◆ **TEXT**
┏━━
LAM/MPI logo

LAM/MPI General User's Mailing List Archives

  |   Home   |   Download   |   Documentation   |   FAQ   |   all just in this list

From: Josh Lehan (jlehan_at_[hidden])
Date: 2006-10-11 15:21:30


Hi. I sent this message to the lam-devel list a few days ago, but that
list appears dead. I'm assuming the developers have moved on to
OpenMPI. So, a repost here.

In LAM 7.1.2, I found a segfault in lamd when "lamhalt" is used to
tear down a LAM network.

It happens if the "tkill" executable is not found.

It's in the appropriately named function diediedie() in
otb/sys/haltd/haltd.c

I traced it out, and what's going on is this:

It's building a list of locations to search for "tkill", and passes that
to sfh_path_findv().

The result is the tkillpath string. It is not checked before passing it
along into sfh_argv_add() later, when it's building up a command line
for tkill to execute with.

Problem is, sfh_argv_add() can't accept a NULL string, as it attempts to
do strlen() on it, and segfaults there.

The underlying problem is that $PATH is not being searched correctly.

The sfh_path_findv() function will expand environment variables, so
$PATH gets expanded as /bin:/usr/bin:/whatever = not the correct
behaviour for $PATH. We need to further break up $PATH, and iterate
through each of its components.

I have a small patch that does this:

1) Use a different function, sfh_path_env_find(), which *does* correctly
break up $PATH, if tkillpath isn't found earlier.

2) If this also fails to find tkillpath, then punt, by doing exit(1).
┗━━
◆ **MATERIAL SUPPLIED**
┏━━
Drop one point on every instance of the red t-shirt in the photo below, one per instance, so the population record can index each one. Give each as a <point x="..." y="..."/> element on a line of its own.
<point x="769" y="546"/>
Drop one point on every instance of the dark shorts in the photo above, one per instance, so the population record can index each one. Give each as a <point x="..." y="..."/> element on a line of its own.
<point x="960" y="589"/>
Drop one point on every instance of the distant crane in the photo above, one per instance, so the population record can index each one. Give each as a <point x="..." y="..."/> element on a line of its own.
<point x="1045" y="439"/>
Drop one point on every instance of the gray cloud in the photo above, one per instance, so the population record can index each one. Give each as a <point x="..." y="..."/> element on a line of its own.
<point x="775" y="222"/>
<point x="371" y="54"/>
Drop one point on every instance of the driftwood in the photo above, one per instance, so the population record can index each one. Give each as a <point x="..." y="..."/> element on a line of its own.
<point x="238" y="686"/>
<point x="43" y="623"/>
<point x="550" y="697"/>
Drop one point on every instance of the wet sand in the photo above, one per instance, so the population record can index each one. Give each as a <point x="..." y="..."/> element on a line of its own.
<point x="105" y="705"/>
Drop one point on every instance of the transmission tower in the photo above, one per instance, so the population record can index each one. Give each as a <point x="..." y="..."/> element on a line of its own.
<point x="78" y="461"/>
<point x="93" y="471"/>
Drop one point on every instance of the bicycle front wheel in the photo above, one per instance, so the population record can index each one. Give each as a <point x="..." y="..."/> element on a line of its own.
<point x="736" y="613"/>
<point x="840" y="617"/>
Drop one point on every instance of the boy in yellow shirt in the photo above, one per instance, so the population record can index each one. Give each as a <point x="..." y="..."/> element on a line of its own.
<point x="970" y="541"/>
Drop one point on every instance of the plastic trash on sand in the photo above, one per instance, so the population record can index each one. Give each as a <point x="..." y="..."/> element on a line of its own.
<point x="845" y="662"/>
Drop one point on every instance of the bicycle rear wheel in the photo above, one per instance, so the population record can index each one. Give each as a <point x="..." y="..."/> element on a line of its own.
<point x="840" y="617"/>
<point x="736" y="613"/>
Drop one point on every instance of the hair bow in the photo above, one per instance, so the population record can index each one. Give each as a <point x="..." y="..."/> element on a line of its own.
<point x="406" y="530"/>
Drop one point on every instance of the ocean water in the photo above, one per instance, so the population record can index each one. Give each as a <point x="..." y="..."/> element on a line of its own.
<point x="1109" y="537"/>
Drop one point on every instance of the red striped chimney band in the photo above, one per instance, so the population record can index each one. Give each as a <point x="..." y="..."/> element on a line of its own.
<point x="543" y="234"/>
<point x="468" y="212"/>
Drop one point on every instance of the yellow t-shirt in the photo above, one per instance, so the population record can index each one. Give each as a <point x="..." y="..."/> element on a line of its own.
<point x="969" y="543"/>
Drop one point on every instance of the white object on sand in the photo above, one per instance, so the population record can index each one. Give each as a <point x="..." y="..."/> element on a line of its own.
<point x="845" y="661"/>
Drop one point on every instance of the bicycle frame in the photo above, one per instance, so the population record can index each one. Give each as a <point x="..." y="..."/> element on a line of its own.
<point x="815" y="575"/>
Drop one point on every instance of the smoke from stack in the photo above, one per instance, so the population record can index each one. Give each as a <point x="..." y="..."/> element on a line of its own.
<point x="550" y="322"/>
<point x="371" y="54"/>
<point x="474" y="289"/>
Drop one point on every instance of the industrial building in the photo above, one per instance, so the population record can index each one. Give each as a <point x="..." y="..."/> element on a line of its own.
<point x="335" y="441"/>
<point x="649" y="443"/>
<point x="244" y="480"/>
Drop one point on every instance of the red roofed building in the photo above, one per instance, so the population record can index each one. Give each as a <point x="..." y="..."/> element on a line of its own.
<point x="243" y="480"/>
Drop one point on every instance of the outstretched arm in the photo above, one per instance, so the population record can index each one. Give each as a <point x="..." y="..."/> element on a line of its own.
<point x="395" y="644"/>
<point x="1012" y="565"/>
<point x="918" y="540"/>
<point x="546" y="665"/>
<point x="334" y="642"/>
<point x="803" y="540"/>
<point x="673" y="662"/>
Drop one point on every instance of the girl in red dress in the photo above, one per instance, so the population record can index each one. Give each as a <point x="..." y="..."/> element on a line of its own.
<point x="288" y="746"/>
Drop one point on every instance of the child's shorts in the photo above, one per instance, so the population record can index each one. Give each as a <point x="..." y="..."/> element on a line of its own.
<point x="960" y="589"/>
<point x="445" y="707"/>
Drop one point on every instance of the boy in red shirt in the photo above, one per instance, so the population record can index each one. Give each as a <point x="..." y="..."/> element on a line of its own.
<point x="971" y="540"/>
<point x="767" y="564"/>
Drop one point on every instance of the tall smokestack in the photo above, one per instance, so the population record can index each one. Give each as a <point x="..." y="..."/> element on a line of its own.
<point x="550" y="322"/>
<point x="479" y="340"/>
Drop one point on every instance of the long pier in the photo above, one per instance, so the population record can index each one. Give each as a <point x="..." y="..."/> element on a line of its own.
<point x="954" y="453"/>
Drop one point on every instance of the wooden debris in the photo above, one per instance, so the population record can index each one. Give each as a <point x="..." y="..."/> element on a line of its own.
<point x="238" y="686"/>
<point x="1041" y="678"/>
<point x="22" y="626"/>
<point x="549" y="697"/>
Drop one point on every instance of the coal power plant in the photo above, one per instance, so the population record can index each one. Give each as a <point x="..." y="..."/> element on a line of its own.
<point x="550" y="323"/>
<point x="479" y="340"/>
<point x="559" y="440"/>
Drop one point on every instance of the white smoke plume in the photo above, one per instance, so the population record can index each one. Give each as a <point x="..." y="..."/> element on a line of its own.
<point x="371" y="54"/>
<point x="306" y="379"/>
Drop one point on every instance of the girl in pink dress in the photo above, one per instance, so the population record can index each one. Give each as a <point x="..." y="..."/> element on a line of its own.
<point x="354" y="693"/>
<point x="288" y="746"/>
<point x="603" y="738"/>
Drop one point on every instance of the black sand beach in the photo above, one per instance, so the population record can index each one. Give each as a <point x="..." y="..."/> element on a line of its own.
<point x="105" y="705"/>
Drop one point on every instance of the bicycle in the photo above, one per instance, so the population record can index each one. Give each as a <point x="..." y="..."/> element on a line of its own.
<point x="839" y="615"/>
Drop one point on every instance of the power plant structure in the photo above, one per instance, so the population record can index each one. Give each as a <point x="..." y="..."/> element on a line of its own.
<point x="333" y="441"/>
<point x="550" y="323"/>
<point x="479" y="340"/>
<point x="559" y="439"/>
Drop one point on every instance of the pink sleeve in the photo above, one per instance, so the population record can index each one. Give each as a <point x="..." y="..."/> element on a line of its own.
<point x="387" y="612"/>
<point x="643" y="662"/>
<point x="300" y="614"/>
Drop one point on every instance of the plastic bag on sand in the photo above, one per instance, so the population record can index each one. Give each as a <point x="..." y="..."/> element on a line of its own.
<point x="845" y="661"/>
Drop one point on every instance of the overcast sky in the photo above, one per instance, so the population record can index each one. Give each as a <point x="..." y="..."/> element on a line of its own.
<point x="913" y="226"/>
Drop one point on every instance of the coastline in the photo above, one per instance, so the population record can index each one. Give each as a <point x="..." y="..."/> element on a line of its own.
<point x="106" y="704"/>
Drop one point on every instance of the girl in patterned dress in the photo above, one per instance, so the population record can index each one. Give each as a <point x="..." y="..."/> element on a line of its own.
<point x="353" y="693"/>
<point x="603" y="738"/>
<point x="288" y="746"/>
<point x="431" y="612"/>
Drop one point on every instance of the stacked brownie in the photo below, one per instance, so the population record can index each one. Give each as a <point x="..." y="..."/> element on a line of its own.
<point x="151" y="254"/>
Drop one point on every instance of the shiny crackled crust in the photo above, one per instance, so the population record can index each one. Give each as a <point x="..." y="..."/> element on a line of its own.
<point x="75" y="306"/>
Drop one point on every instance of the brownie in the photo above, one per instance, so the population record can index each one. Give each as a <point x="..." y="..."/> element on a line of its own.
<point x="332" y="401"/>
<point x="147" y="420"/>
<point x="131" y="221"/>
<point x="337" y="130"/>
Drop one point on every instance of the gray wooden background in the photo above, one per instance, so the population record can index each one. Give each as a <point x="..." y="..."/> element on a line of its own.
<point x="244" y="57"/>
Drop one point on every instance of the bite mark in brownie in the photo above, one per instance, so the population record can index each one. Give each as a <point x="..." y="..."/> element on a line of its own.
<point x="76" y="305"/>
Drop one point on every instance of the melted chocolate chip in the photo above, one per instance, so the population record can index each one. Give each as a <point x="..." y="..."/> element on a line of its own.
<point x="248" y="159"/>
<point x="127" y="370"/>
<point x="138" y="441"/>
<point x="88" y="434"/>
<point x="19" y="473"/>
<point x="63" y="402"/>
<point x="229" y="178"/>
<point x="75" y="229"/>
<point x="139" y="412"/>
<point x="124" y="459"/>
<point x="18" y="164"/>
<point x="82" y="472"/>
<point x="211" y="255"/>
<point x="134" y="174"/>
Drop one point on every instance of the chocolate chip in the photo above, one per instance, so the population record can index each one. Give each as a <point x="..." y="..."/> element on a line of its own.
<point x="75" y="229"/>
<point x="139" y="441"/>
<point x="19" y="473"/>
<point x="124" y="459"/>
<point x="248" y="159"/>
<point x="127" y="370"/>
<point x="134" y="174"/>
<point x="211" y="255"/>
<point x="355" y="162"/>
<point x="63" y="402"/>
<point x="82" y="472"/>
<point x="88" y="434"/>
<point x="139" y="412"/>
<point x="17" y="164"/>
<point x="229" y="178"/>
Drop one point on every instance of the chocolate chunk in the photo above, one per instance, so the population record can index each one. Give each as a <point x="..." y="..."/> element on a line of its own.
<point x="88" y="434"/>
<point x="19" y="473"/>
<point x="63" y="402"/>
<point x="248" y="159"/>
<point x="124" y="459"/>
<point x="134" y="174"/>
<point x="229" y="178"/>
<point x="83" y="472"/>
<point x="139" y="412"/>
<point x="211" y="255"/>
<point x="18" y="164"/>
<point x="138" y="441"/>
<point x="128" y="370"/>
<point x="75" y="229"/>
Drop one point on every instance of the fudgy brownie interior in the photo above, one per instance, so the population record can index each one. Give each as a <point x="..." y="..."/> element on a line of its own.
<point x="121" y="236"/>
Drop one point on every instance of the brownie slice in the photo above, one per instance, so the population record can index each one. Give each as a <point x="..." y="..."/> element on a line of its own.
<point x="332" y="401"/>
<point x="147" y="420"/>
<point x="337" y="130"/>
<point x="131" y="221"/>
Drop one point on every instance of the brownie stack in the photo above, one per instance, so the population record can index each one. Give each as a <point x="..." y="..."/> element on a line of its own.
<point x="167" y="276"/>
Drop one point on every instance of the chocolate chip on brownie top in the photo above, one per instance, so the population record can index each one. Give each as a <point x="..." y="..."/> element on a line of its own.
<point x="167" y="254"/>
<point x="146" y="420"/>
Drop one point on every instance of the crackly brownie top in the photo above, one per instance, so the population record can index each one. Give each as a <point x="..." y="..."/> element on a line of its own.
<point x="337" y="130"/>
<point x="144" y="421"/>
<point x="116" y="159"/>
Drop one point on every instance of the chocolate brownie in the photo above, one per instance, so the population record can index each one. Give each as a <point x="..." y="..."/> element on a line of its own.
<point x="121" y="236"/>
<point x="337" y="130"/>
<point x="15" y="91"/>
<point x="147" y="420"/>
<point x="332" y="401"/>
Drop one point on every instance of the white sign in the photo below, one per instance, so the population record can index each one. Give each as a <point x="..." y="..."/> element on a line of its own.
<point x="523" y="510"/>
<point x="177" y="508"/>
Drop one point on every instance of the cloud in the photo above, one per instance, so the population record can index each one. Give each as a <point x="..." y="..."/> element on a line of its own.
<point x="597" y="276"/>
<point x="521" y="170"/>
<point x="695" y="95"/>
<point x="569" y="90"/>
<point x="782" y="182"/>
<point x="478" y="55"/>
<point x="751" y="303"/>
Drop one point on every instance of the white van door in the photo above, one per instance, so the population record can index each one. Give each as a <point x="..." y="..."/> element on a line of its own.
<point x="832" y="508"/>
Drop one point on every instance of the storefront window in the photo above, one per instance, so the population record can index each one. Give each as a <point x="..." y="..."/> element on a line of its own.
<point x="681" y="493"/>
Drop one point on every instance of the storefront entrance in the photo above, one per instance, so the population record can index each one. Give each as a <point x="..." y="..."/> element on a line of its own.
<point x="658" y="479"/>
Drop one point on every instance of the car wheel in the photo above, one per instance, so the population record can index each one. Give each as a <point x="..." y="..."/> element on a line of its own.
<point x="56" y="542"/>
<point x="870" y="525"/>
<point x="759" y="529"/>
┗━━
◆ **GIVEN TASK**
Please reproduce the LAM/MPI mailing list post above in full, word for word.

◆ **PROBLEM SOLUTION**
LAM/MPI logo

LAM/MPI General User's Mailing List Archives

  |   Home   |   Download   |   Documentation   |   FAQ   |   all just in this list

From: Josh Lehan (jlehan_at_[hidden])
Date: 2006-10-11 15:21:30


Hi. I sent this message to the lam-devel list a few days ago, but that
list appears dead. I'm assuming the developers have moved on to
OpenMPI. So, a repost here.

In LAM 7.1.2, I found a segfault in lamd when "lamhalt" is used to
tear down a LAM network.

It happens if the "tkill" executable is not found.

It's in the appropriately named function diediedie() in
otb/sys/haltd/haltd.c

I traced it out, and what's going on is this:

It's building a list of locations to search for "tkill", and passes that
to sfh_path_findv().

The result is the tkillpath string. It is not checked before passing it
along into sfh_argv_add() later, when it's building up a command line
for tkill to execute with.

Problem is, sfh_argv_add() can't accept a NULL string, as it attempts to
do strlen() on it, and segfaults there.

The underlying problem is that $PATH is not being searched correctly.

The sfh_path_findv() function will expand environment variables, so
$PATH gets expanded as /bin:/usr/bin:/whatever = not the correct
behaviour for $PATH. We need to further break up $PATH, and iterate
through each of its components.

I have a small patch that does this:

1) Use a different function, sfh_path_env_find(), which *does* correctly
break up $PATH, if tkillpath isn't found earlier.

2) If this also fails to find tkillpath, then punt, by doing exit(1).